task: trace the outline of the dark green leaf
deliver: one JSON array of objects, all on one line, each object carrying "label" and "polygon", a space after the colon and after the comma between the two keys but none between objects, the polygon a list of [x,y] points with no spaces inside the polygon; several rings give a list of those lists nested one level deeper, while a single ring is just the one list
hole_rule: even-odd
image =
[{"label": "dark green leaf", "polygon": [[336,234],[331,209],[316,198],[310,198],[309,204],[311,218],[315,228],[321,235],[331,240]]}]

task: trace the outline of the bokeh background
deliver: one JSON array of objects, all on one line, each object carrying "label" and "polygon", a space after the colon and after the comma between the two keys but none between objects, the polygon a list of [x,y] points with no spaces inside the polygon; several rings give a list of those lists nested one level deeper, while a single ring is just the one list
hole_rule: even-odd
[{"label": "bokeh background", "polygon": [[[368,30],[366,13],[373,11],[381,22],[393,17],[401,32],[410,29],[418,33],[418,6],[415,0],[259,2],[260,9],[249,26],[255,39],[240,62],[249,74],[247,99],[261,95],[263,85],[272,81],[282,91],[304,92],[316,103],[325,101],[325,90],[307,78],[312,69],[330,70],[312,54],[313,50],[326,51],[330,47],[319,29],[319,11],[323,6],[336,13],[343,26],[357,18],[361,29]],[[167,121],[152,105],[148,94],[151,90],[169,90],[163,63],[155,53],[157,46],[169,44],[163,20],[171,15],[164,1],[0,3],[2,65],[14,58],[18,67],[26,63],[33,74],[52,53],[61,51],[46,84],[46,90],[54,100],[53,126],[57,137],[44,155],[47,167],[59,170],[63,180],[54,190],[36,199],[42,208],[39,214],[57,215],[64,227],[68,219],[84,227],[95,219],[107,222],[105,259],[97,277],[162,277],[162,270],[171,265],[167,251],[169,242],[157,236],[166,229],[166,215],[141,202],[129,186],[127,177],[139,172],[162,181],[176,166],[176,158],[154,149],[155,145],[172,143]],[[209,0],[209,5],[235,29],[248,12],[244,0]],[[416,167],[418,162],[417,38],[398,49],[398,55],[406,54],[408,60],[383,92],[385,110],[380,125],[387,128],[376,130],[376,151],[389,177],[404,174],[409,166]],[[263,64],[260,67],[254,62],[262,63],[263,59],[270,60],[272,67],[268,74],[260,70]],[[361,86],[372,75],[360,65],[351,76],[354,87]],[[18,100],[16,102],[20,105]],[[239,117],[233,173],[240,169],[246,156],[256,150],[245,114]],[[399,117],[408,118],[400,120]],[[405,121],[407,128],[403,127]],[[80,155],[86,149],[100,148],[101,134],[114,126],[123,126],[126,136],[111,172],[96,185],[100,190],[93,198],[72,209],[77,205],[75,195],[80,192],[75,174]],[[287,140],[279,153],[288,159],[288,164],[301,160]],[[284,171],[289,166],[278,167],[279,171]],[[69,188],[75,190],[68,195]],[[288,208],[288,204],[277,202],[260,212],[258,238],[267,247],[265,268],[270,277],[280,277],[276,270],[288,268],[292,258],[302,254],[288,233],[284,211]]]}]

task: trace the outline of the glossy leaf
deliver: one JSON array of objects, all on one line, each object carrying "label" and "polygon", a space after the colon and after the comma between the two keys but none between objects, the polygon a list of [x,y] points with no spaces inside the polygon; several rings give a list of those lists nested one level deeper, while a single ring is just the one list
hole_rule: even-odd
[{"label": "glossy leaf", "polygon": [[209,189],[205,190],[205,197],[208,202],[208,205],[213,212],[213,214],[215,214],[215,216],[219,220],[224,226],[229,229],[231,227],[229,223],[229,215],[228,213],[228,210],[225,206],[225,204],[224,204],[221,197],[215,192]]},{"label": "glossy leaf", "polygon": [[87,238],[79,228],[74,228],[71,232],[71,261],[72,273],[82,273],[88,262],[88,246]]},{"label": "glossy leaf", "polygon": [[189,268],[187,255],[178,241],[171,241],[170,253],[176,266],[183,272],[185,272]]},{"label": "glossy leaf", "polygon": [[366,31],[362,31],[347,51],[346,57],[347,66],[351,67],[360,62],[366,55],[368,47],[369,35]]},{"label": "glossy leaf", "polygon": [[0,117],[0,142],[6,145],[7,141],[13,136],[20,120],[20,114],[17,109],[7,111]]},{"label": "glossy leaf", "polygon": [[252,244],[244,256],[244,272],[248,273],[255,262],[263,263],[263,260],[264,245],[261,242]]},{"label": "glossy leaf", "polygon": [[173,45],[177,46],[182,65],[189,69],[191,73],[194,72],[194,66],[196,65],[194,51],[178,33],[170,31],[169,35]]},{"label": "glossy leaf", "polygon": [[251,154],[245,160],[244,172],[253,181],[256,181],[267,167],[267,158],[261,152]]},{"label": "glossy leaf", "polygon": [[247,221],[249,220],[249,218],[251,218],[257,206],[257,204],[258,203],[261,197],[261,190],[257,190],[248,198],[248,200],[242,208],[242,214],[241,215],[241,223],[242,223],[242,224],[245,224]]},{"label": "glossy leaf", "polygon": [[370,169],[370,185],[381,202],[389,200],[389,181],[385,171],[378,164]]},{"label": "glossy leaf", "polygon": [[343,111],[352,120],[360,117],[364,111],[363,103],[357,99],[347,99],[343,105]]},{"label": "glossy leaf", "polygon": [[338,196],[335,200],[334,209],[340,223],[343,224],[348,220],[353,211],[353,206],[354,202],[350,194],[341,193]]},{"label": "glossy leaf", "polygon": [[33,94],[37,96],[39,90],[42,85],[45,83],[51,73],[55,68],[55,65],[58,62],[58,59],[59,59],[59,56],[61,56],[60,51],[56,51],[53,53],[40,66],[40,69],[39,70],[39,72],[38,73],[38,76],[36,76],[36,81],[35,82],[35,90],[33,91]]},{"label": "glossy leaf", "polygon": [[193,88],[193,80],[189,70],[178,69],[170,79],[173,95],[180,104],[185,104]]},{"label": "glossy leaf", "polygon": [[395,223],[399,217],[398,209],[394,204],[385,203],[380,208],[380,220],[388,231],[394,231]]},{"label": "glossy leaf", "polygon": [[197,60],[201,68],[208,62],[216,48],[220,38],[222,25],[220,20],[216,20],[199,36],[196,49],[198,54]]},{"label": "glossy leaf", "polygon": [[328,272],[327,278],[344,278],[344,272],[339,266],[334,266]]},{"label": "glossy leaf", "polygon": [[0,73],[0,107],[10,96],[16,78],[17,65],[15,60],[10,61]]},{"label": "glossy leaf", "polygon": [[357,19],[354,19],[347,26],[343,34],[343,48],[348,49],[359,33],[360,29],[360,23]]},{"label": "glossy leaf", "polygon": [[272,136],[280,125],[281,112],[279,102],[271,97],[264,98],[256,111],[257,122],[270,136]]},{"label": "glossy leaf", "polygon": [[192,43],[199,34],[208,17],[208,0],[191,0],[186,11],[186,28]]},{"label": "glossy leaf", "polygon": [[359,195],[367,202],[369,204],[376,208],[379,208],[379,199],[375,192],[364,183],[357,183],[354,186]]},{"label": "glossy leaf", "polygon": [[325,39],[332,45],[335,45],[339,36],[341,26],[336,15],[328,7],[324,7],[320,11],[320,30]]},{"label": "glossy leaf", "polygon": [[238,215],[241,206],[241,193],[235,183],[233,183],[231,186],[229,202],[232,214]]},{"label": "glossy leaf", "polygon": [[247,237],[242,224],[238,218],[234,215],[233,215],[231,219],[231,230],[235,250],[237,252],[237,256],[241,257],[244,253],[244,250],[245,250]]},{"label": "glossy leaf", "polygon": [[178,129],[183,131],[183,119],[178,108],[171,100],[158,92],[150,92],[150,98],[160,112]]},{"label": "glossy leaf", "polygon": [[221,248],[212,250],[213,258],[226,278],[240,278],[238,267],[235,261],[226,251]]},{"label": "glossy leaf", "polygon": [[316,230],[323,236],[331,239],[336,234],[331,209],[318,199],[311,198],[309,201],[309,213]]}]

^^^^

PROBLEM TO SOLVE - Count the lines of the material above that contain the string "trace", and reply with the number alone.

WORKED SOLUTION - 3